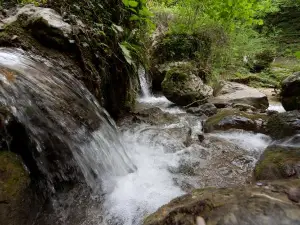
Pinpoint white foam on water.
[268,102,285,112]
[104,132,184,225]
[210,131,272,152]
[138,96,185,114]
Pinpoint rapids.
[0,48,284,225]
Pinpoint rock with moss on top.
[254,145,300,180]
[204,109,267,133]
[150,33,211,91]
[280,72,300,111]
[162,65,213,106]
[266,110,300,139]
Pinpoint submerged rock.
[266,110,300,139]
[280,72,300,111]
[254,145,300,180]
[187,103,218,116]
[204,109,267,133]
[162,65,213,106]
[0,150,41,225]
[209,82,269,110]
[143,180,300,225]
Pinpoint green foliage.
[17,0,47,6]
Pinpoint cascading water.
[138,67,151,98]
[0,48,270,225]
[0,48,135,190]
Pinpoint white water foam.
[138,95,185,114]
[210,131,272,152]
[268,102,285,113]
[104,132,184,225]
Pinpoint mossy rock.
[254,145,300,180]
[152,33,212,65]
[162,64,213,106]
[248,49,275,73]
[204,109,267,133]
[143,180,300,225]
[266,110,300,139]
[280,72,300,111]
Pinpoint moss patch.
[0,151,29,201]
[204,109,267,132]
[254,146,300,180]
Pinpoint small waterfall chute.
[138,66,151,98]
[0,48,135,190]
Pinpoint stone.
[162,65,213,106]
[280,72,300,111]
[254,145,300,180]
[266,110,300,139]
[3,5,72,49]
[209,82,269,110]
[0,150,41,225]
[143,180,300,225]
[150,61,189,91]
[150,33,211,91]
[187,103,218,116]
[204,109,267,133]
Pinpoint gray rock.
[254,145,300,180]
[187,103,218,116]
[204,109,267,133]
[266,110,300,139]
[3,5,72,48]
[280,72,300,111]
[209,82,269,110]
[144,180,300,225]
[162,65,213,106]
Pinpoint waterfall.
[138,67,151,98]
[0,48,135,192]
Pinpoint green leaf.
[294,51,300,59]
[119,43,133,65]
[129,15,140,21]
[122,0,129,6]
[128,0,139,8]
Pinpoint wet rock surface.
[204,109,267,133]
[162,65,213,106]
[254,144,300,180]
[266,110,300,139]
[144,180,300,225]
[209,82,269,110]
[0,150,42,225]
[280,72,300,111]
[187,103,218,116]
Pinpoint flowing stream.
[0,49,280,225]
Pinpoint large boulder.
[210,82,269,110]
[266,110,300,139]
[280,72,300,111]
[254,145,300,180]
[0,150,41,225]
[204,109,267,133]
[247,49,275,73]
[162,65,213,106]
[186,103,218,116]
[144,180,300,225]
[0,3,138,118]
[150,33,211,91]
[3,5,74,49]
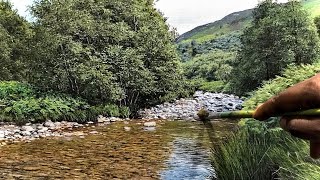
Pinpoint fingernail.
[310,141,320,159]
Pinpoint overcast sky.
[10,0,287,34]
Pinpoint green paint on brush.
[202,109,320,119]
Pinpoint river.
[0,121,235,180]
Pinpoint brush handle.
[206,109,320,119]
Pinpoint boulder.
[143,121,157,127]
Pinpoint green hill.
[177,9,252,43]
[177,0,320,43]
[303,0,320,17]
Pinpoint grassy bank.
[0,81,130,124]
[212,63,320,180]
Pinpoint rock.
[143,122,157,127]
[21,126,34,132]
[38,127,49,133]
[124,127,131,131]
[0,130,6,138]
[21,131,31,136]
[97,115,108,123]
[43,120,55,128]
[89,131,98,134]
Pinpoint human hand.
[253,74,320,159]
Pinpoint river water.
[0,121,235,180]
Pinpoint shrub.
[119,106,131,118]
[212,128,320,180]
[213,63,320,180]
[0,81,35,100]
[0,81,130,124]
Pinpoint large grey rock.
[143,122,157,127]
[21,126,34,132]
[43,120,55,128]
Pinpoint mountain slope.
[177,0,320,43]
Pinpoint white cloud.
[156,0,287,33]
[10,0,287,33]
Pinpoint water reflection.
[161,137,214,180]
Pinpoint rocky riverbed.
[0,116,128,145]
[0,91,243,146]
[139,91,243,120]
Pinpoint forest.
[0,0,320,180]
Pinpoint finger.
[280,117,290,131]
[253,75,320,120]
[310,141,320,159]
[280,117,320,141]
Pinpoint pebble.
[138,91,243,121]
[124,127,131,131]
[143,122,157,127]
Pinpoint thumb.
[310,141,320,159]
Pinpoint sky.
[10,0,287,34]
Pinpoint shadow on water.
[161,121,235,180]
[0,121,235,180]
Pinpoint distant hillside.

● ● ●

List every line above that contains the string "brush".

* **CORRECT OUTPUT**:
Pinpoint green paint on brush.
Pinpoint brush handle.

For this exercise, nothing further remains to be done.